======== The records
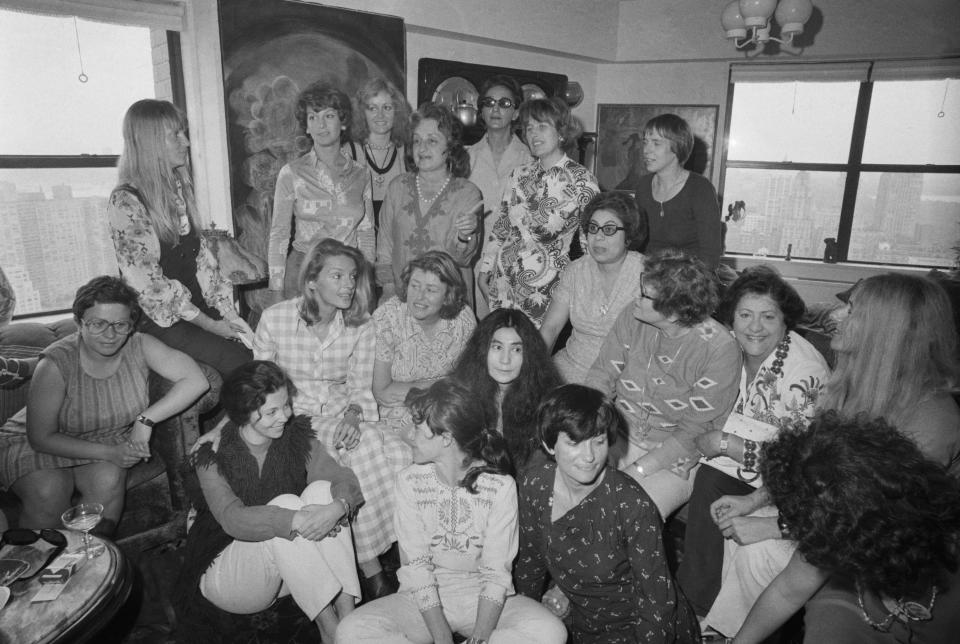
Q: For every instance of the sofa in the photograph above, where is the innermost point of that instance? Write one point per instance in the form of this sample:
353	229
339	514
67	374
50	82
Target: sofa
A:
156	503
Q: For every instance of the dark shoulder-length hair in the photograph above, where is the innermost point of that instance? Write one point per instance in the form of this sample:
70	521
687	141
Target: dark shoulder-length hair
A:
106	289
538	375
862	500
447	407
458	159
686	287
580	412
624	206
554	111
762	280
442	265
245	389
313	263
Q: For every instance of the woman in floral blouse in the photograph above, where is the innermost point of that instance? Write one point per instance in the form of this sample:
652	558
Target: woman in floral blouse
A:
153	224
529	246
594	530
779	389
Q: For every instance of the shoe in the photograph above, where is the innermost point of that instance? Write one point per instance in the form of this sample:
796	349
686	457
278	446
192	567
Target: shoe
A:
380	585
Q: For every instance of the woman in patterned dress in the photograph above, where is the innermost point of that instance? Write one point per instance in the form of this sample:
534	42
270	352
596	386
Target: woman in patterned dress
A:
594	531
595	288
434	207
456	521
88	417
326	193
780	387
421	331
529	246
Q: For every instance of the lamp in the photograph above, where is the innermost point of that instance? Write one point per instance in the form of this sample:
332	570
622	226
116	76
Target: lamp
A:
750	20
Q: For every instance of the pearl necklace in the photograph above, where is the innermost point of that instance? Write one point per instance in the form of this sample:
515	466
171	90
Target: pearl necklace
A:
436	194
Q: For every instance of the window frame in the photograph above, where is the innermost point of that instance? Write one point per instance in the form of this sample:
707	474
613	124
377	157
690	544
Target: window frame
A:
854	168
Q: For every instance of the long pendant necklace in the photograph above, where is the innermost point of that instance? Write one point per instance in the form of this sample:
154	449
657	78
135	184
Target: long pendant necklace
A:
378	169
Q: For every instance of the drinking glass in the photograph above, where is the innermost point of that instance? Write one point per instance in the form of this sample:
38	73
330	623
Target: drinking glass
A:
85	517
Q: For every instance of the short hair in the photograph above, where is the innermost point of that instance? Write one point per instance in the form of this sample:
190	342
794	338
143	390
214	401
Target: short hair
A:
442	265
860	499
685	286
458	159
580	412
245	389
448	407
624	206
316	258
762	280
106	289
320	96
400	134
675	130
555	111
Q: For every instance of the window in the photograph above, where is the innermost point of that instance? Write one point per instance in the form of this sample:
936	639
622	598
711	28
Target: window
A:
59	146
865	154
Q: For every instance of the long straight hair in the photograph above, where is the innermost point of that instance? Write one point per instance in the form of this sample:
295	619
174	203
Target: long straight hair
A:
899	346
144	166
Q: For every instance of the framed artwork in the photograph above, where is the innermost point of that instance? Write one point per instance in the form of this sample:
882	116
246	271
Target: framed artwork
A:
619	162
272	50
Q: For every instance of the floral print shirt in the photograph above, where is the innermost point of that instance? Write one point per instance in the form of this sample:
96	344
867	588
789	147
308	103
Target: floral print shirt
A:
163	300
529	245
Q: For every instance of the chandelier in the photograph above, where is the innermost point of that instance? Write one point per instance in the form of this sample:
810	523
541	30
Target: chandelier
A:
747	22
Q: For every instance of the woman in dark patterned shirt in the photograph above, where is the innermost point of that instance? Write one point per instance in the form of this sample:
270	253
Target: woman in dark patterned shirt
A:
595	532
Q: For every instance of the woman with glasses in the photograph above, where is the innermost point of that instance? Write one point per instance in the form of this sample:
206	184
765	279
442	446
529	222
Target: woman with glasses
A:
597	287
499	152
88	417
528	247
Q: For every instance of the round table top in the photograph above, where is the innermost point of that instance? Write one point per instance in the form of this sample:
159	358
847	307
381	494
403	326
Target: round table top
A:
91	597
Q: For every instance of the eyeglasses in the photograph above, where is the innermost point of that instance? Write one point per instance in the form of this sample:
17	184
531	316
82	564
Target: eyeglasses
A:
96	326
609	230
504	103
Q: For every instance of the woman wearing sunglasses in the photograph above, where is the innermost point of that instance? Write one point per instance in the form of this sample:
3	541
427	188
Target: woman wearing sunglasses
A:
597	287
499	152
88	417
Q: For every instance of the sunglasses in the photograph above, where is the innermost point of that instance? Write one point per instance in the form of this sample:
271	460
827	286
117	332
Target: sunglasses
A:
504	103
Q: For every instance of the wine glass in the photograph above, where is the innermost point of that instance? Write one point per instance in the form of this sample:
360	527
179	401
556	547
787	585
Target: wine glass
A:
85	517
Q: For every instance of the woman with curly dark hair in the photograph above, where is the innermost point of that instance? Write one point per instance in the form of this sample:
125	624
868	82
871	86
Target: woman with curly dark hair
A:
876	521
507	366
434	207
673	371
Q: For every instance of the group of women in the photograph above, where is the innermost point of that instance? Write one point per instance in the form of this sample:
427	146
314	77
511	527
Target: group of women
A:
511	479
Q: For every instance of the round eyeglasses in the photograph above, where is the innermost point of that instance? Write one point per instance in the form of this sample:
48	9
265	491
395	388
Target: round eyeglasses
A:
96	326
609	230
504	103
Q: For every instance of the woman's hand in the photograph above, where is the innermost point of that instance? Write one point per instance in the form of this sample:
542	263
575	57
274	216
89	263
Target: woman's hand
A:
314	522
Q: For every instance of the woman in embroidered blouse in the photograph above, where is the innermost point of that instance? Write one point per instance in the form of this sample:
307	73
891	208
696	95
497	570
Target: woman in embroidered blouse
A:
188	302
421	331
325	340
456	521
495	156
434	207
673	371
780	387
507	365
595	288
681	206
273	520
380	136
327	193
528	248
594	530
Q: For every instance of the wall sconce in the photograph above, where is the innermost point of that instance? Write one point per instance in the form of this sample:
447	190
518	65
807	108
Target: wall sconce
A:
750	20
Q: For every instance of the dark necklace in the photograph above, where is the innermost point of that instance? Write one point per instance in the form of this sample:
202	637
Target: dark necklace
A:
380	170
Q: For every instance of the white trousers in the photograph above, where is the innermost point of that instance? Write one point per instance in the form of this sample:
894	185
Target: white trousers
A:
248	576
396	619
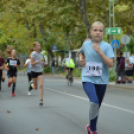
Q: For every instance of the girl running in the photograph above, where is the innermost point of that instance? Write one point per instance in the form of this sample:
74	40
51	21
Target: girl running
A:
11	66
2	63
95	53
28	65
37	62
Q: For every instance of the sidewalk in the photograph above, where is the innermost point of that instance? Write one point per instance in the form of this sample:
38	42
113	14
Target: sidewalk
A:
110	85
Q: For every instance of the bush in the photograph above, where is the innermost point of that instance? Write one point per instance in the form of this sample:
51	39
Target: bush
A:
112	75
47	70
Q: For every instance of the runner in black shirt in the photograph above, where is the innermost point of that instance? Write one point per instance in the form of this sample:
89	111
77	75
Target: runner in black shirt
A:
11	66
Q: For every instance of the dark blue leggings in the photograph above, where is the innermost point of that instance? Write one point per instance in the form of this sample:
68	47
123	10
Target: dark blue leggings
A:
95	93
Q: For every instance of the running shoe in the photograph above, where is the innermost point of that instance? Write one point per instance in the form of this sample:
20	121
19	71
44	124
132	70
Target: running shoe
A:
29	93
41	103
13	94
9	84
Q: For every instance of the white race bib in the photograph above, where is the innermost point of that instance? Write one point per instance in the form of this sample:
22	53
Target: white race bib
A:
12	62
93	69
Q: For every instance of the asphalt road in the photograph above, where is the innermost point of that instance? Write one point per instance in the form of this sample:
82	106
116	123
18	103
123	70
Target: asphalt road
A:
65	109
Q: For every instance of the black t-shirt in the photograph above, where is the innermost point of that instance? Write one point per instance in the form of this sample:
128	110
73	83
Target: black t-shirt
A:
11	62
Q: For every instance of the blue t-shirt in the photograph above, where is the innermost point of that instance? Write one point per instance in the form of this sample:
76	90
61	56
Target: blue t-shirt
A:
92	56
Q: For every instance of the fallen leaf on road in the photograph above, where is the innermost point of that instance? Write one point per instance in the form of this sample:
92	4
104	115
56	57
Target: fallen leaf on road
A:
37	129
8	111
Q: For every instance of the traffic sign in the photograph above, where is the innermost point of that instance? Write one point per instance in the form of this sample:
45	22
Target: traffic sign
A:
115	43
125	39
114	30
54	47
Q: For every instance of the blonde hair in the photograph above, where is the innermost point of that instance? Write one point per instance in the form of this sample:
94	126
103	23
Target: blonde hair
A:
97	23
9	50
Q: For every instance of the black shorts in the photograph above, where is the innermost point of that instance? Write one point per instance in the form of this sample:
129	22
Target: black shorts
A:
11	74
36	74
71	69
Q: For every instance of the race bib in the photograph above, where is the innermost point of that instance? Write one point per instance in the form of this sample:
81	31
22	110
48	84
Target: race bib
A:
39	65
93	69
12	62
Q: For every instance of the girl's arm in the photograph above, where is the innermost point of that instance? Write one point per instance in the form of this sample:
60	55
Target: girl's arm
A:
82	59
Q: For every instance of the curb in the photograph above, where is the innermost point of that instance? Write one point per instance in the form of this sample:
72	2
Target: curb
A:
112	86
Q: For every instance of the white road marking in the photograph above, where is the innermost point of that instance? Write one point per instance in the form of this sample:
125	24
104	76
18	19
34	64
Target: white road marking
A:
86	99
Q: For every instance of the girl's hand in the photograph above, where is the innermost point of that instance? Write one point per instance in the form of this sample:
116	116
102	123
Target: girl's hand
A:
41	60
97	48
================
======== The records
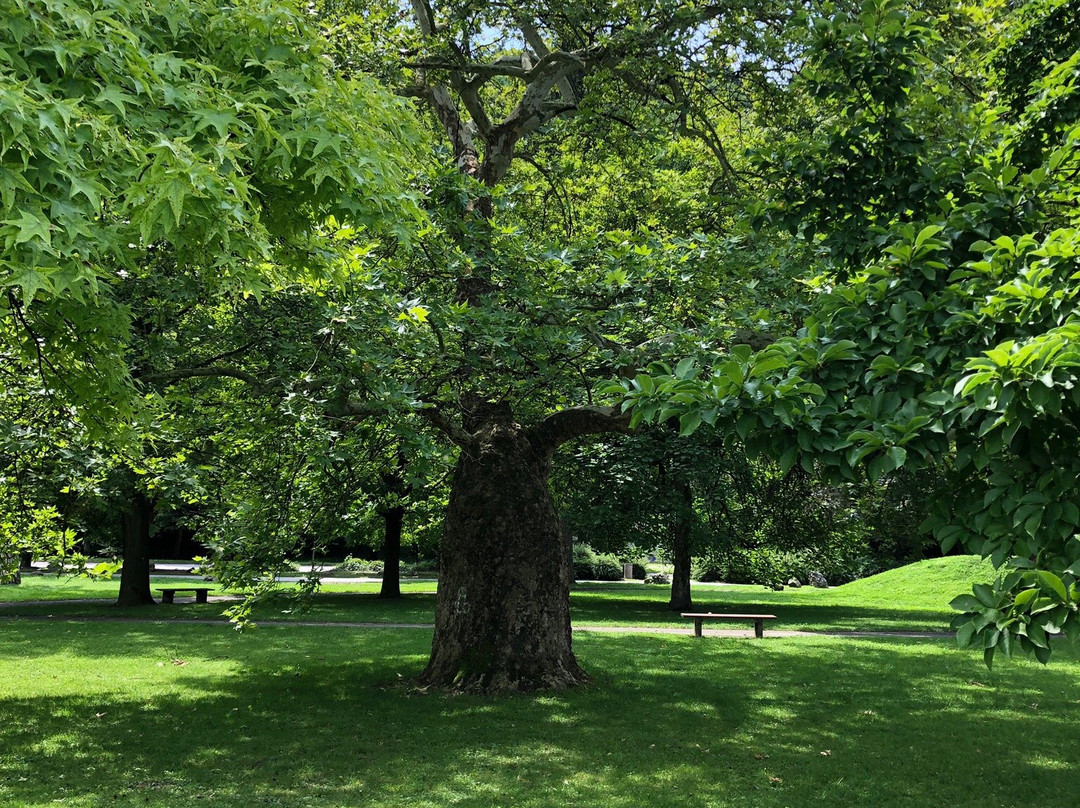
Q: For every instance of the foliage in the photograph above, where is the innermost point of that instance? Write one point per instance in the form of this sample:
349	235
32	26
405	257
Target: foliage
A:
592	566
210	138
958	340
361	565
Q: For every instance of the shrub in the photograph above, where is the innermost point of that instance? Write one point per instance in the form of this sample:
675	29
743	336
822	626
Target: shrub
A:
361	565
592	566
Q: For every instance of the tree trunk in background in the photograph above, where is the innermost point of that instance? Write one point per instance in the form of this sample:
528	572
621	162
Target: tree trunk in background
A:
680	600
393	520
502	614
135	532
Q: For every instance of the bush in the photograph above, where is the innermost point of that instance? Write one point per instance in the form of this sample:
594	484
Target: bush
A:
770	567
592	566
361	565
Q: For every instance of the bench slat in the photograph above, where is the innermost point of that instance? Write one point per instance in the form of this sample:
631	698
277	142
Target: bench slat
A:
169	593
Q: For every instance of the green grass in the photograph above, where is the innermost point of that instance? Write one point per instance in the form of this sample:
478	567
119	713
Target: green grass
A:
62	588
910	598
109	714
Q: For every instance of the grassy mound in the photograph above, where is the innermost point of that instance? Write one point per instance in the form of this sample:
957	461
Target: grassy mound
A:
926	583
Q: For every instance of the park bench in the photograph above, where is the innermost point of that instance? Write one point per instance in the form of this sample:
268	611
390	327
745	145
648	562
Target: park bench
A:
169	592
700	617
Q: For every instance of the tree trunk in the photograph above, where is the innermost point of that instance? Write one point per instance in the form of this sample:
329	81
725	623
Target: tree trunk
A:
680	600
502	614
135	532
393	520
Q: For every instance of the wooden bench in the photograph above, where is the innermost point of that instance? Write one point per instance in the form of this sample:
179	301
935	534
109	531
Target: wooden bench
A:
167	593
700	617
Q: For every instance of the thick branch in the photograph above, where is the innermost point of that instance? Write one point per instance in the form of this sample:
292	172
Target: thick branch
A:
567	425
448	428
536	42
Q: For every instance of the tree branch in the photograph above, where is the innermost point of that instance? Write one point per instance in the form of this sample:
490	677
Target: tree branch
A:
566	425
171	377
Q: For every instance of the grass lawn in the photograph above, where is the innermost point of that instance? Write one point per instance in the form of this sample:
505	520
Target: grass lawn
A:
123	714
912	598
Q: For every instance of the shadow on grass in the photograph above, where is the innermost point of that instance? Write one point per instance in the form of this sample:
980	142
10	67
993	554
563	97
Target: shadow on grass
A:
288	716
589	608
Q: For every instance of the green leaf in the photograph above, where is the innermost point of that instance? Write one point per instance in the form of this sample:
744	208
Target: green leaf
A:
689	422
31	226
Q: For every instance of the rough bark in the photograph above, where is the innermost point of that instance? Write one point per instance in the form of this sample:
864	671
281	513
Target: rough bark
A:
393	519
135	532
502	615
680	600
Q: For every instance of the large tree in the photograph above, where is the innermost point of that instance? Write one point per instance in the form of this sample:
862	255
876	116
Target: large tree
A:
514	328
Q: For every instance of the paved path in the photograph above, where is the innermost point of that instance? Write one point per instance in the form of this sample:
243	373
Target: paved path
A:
================
Pick out and copy every line of the entries above that contains the word "shorts".

Q: For every instance of the black shorts in the photograph above, where is the innermost point of that instance? Write one point per instance in the form of this sample:
Target: black shorts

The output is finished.